**ASSIGNMENT**
Repeat every record exactly.

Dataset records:
^^^^^^^^^^^^^^^^

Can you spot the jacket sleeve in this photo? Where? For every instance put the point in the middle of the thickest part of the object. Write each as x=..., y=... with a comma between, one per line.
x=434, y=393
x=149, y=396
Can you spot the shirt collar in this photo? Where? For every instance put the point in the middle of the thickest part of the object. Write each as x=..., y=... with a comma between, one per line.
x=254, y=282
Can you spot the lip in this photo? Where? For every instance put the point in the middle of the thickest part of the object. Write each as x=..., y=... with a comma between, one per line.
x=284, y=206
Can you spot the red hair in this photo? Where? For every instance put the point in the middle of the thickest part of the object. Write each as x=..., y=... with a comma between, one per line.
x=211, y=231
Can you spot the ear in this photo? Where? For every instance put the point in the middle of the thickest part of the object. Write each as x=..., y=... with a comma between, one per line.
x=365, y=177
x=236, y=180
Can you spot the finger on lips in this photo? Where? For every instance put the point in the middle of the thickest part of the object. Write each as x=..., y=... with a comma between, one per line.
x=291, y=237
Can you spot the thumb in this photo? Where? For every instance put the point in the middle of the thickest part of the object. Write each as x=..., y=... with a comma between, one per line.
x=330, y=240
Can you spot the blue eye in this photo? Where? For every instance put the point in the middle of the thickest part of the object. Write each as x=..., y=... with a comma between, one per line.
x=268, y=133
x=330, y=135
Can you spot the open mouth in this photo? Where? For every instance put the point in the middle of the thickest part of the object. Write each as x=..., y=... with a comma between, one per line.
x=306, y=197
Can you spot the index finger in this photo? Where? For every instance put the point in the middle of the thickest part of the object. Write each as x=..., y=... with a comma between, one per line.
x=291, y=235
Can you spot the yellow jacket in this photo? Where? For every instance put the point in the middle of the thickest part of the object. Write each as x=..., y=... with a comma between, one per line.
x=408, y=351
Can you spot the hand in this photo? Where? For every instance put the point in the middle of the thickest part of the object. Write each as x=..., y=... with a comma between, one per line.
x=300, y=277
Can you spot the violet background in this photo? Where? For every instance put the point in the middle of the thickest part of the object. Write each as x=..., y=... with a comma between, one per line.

^^^^^^^^^^^^^^^^

**TASK SOLUTION**
Can you spot the jacket sleeve in this photo? Where? For every instance put the point in the middle of the thickest part of the object. Write each as x=..., y=... with a comma between, one per line.
x=434, y=393
x=149, y=396
Can you spot the shirt collar in this photo? Where? For every instance put the point in the middle of the thickest part of the object. Write each as x=..., y=... with a comma between, one per line.
x=254, y=282
Can you spot the lip in this photo? Where? For every instance put the point in the middle of the thickest part of the object. Write each as x=..., y=... with a comma between, one per line.
x=284, y=206
Can you spot the red hair in this photo? Where? For every instance put the point in the middle of the thickest part of the object. Write each as x=..., y=... with a comma between, one per line.
x=211, y=231
Can you spot the ear in this photo? Where? For every instance put the point in the middle of the thickest part of the object. Write each as x=..., y=... with a comma between, one per line.
x=365, y=177
x=236, y=180
Can you spot the finger on lips in this photo? Where? For every instance put the point in the middle of the thickest part of the object. Write each as x=..., y=... with a comma between, one per line.
x=291, y=237
Can you spot the thumb in this photo? Where? For every instance put the point in the middle of the thickest part of the object. Write each as x=..., y=... with a comma between, one per line.
x=330, y=240
Can you spot the blue eye in this photo? Where? For every instance put the point in the middle of the thickest part of the object. Write each as x=..., y=... with a comma between, one per line.
x=268, y=133
x=330, y=135
Can you spot the open mouth in this photo? Where? For every instance put the point in the middle of the thickest part of the object. Write each as x=..., y=... with a comma between, one per line.
x=306, y=197
Can you spot the index finger in this photo? Where? For every instance put the point in the middle of the thickest part of the object. Write each as x=..., y=... with a comma between, one per line.
x=291, y=235
Can you spot the yellow jacket in this photo? Where? For every instance put the point in the middle of the thickest part of the object. Write each as x=..., y=... with a comma between, one per line.
x=408, y=351
Can you spot the hand in this photo? Where? For every instance put the point in the middle of the thickest part of the object. Write each as x=..., y=... with a comma between, one per line.
x=300, y=277
Can you spot the violet background in this photo? Where? For every instance put the point in the middle of the thickest part of the object. Write each as x=..., y=... with a comma between, one per line.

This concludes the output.